-- begin Exercise material --
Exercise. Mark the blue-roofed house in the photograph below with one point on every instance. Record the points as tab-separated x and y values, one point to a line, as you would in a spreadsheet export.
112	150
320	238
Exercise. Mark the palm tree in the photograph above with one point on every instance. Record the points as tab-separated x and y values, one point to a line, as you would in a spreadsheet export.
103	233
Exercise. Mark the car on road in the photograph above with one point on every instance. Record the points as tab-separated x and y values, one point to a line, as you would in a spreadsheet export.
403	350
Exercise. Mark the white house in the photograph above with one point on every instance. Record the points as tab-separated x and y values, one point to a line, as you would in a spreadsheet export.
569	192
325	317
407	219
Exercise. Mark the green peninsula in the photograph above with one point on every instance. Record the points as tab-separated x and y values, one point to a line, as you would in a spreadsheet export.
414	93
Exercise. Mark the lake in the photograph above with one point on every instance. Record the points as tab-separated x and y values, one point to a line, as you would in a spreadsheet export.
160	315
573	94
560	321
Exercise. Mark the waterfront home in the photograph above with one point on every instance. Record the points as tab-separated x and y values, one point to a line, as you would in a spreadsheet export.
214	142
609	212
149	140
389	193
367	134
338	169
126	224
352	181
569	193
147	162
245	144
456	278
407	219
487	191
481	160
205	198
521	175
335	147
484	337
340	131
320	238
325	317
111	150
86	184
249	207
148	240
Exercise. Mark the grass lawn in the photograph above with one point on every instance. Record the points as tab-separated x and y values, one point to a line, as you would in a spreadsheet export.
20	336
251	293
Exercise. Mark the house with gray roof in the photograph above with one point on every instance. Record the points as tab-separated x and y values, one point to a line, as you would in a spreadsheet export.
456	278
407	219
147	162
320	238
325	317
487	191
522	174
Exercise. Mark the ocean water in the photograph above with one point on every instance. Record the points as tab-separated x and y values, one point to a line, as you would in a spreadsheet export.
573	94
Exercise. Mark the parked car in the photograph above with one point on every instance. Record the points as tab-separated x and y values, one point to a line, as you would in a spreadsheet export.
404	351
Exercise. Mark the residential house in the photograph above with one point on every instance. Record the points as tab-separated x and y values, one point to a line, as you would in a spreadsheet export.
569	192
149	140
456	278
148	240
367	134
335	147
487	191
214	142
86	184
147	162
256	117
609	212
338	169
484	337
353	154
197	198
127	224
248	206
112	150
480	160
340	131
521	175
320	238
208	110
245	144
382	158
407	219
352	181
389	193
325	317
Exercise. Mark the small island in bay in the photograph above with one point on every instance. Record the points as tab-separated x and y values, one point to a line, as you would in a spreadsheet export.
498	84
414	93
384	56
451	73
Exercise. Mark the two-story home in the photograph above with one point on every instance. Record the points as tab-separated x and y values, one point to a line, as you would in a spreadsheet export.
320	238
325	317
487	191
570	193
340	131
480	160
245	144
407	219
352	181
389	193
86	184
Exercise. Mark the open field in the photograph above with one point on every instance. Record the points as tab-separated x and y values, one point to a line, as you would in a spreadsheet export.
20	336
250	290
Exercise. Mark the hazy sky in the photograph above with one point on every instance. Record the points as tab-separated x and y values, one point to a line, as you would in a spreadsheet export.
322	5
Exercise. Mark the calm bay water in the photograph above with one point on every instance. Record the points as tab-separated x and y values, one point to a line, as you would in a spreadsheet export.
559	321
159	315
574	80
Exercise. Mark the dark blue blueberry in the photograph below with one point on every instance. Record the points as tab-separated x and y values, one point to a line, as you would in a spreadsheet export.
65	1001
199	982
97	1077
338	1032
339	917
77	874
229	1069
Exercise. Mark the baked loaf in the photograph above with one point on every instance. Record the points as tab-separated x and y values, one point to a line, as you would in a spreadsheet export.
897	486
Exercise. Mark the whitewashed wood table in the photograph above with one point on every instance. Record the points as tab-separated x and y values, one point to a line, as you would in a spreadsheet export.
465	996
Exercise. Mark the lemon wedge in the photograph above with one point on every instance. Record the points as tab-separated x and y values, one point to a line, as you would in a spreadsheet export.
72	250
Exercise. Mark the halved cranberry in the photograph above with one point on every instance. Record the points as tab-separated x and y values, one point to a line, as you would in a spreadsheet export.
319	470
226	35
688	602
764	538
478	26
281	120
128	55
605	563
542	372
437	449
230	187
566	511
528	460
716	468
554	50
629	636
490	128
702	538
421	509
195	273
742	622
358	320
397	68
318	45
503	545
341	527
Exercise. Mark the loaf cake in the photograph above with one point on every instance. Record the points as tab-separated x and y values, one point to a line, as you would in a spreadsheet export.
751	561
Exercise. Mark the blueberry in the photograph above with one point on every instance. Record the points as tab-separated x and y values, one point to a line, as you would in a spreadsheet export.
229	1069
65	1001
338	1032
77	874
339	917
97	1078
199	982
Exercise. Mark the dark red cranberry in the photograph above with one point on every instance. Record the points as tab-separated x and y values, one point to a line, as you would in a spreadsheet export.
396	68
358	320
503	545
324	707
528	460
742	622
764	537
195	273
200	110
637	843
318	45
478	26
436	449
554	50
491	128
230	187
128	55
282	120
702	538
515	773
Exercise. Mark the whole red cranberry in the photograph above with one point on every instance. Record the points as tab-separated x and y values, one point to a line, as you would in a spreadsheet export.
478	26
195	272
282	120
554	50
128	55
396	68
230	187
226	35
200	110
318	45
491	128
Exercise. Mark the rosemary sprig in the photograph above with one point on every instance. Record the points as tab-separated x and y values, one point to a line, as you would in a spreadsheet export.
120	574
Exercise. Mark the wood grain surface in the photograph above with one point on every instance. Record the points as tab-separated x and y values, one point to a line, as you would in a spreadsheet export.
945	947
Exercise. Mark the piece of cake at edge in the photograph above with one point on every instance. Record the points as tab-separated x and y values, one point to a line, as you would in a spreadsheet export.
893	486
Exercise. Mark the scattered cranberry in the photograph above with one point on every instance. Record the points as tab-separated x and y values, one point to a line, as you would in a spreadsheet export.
-- end Exercise material --
Directions for this task
Quote every line of the data, word for word.

Right answer
Exercise. Mark the blue-roofed house in the photograph below with one point on every instance. Record the points as tab-separated x and y values, one point to a line, as you would in a spreadsheet export.
112	150
320	238
Exercise. Mark the palm tree in the photograph above with one point on every instance. Record the points as tab-separated x and y values, one point to a line, as you would in a spreadsheet export.
103	233
Exercise. Mark the car on road in the photograph above with one point on every instance. Record the points as tab-separated x and y values, one point to a line, as you would in a spreadsheet export.
403	350
Exercise. Mark the white house in the photograph above with one point on every instance. Record the points as tab-separated x and y values, one point to a line, as you would in a spreadsheet export.
569	192
325	317
407	219
Exercise. Mark the green peninsula in the photograph above with one point on every instance. Record the points as tab-separated x and y values, one point to a line, as you would in a spreadsheet export.
414	93
Exercise. Mark the lake in the photograph above with one point on every instance. Record the points as tab-separated x and y values, one point to a line, as you would in a spreadsheet export.
160	315
573	94
560	321
Exercise. Mark the waterfront home in the photograph above with one point on every instance. Record the points as tab-separated x and y values, one point to a line, as you would in a spreadsheet export.
214	142
609	212
149	140
389	193
367	134
338	169
126	224
352	181
569	193
147	162
245	144
456	278
407	219
487	191
481	160
205	198
521	175
335	147
484	337
340	131
320	238
325	317
111	150
86	184
249	207
148	240
Exercise. Mark the grass lawn in the photograph above with one point on every instance. Record the points as tab-separated x and y values, one point to a line, as you would in a spreadsheet export.
20	336
251	293
Exercise. Mark the house with gray roof in the photograph above with one point on every instance. Record the points as tab-separated x and y values, one point to a line, as you would in a spreadsheet export.
456	278
407	219
147	162
320	238
325	317
487	191
522	174
Exercise. Mark the ocean water in the photograph above with one point on every instance. Record the points as tab-separated x and y values, one point to a line, as you would in a spreadsheet export.
573	94
Exercise. Mark the parked car in the photograph above with one point on every instance. Record the points as tab-separated x and y values, one point to a line, as you would in a spreadsheet export.
404	351
Exercise. Mark the residential house in the photograph above with one point on every instance. Record the points as tab-separated x and y values, one point to a line, as you would in a spreadsheet export.
569	192
149	140
456	278
148	240
367	134
335	147
487	191
214	142
86	184
147	162
256	117
609	212
338	169
484	337
353	154
197	198
127	224
248	206
112	150
480	160
340	131
521	175
320	238
208	110
245	144
382	158
407	219
352	181
389	193
325	317
Exercise. Mark the small island in bay in the photograph above with one point on every instance. Record the points as tab-separated x and y values, one point to a line, as you would in a spreadsheet export.
498	84
414	93
384	56
451	73
Exercise. Mark the two-story home in the photograph above with one point on every instance. Record the points as tab-separated x and y values, one point to a line, as you would in a spreadsheet export.
320	238
325	317
487	191
570	193
340	131
480	160
245	144
407	219
352	181
389	193
86	184
Exercise. Mark the open field in the photograph above with one point on every instance. Record the points as tab-separated x and y values, one point to a line, as you would in a spreadsheet export.
20	336
250	290
Exercise. Mark the hazy sky in the photograph above with one point on every instance. Record the points as tab-separated x and y values, one point to a line, as you would in a spreadsheet export.
322	5
Exercise. Mark the calm bay water in the photograph above with one point on every instance. Record the points as tab-separated x and y values, one point to a line, as you would in a spreadsheet export.
559	321
159	315
574	80
Exercise. Mark the dark blue blueberry in the photograph below with one point on every instance. Record the points as tab-separated x and y values, one point to a line, as you would in a spreadsheet export.
65	1001
199	982
97	1077
338	1032
339	917
77	874
229	1069
Exercise. Mark the baked loaf in the photograph above with one point on every instance. Record the points as tab-separated x and y values, one point to a line, as you would in a spreadsheet export.
897	486
Exercise. Mark the whitewashed wood table in the photograph above with one point on every instance. Record the points as tab-separated x and y values, one point to a line, as you would in a spreadsheet export.
465	996
Exercise. Mark the lemon wedge in the photograph above with one point on every instance. Record the points as tab-separated x and y values, one point to a line, as you would in a spreadsheet export.
72	250
Exercise. Mark the halved cranberry in the photograph above with one point on every instance. Record the points as tab-separated x and y values, one point to a line, as you would in a spreadsheet export.
319	470
226	35
688	602
764	538
478	26
281	120
128	55
605	563
542	372
437	449
230	187
566	511
528	460
716	468
554	50
629	636
490	128
702	538
421	509
195	273
742	622
358	320
397	68
318	45
503	545
341	527
Exercise. Mark the loaf cake in the photograph above with one point on every instance. Record the points as tab-separated x and y values, one point to a line, as you would in a spreadsheet export.
751	561
Exercise. Mark the blueberry in the photograph above with one point on every instance. Record the points as tab-separated x and y values, one point to a line, as you would in a spreadsheet export.
229	1069
65	1001
338	1032
77	874
339	917
97	1078
199	982
Exercise. Mark the dark red cranberry in the photograph above with one point on every instance. Record the points as tab-separated x and y values, one point to a line, as you would in a spreadsheet export.
396	68
358	320
503	545
324	707
528	460
742	622
764	537
195	273
200	110
637	843
318	45
478	26
436	449
554	50
491	128
230	187
128	55
282	120
702	538
515	773
Exercise. Mark the whole red cranberry in the photograph above with one point on every instance. Record the points as tab-separated x and y values, one point to a line, as you would in a spreadsheet export.
478	26
195	272
282	120
554	50
128	55
396	68
230	187
226	35
200	110
318	45
491	128
Exercise. Mark the rosemary sprig in the photograph above with one point on every instance. Record the points as tab-separated x and y values, one point to a line, as you would in a spreadsheet export.
120	574
Exercise. Mark the wood grain surface in the photograph above with one point on every instance. Record the points as tab-separated x and y values, one point to a line, as you would in a spreadsheet export.
945	947
Exercise. Mark the piece of cake at edge in the photograph above with one point on every instance. Record the points as tab-separated x and y values, one point to a line, as you would in a spreadsheet export.
893	486
Exercise. Mark the scattered cranberry in the photograph above with one point on every instance. Record the points as tab-separated x and y values, one point to a line, as you would in a spreadsheet export.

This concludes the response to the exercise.